Source records
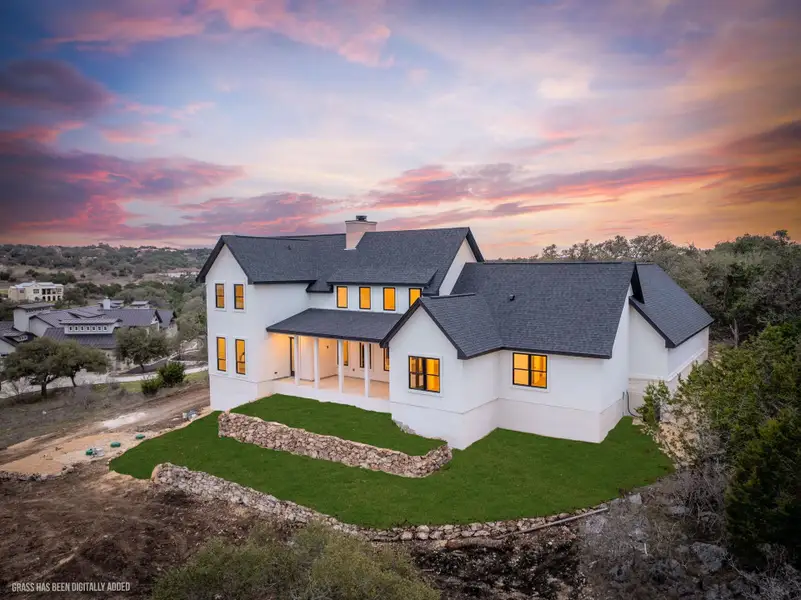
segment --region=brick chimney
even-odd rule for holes
[[[345,249],[353,250],[368,231],[375,231],[376,221],[368,221],[366,215],[356,215],[353,221],[345,221]]]

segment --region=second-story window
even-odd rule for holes
[[[395,310],[395,288],[384,288],[384,310]]]
[[[359,288],[359,308],[362,310],[370,310],[370,288]]]
[[[423,293],[423,288],[409,288],[409,306],[415,303],[420,297],[420,294]]]
[[[217,370],[218,371],[227,371],[227,361],[225,356],[225,338],[218,337],[217,338]]]
[[[225,284],[214,284],[214,307],[225,308]]]
[[[348,286],[337,286],[337,308],[348,308]]]
[[[236,350],[236,372],[238,375],[245,374],[245,340],[235,341]]]
[[[234,284],[234,309],[245,310],[245,285],[242,283]]]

▶ **Your objective**: Among the lines above, find those with the string "segment" and copy them.

▶ **Exercise response**:
segment --region=brick chimney
segment --region=second-story window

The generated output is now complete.